--- BEGIN RECORD SET ---
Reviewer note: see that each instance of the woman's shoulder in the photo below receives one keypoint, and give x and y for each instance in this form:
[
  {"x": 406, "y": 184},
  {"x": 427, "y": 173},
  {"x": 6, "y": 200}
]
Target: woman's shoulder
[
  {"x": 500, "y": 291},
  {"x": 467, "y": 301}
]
--- END RECORD SET ---
--- BEGIN RECORD SET ---
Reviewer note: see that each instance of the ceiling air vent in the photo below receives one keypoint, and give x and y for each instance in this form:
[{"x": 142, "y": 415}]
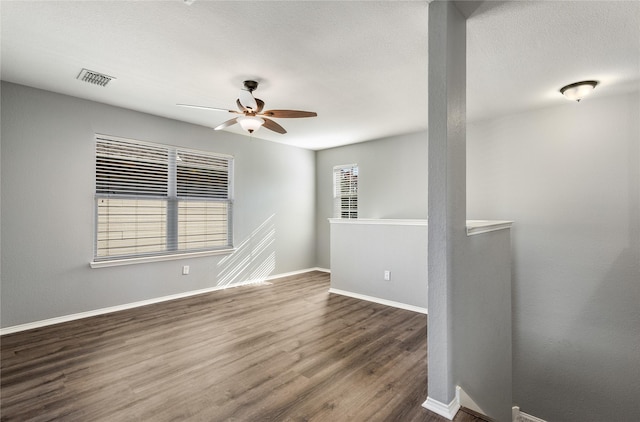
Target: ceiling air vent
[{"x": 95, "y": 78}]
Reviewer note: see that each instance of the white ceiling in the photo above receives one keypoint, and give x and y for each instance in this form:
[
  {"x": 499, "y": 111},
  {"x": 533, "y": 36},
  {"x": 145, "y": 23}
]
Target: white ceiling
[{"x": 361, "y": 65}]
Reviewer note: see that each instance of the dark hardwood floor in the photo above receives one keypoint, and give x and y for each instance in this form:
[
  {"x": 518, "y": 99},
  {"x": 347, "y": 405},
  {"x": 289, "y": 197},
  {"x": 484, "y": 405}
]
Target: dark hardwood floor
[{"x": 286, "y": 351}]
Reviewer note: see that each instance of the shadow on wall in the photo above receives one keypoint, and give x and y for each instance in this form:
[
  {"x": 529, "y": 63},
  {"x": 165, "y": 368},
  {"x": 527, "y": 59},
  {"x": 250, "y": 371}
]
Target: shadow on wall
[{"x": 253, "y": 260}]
--- END RECORD SET ---
OBJECTIVE: Pull out each line of the entries above that contains the string "shadow", treating uppercase and lowercase as different. Copy those lines without changes.

IN RESPONSE:
Reviewer note: see that each instance of the shadow on wall in the photo above receives one keypoint, and give x and y for each instance in this form:
Target: shadow on wall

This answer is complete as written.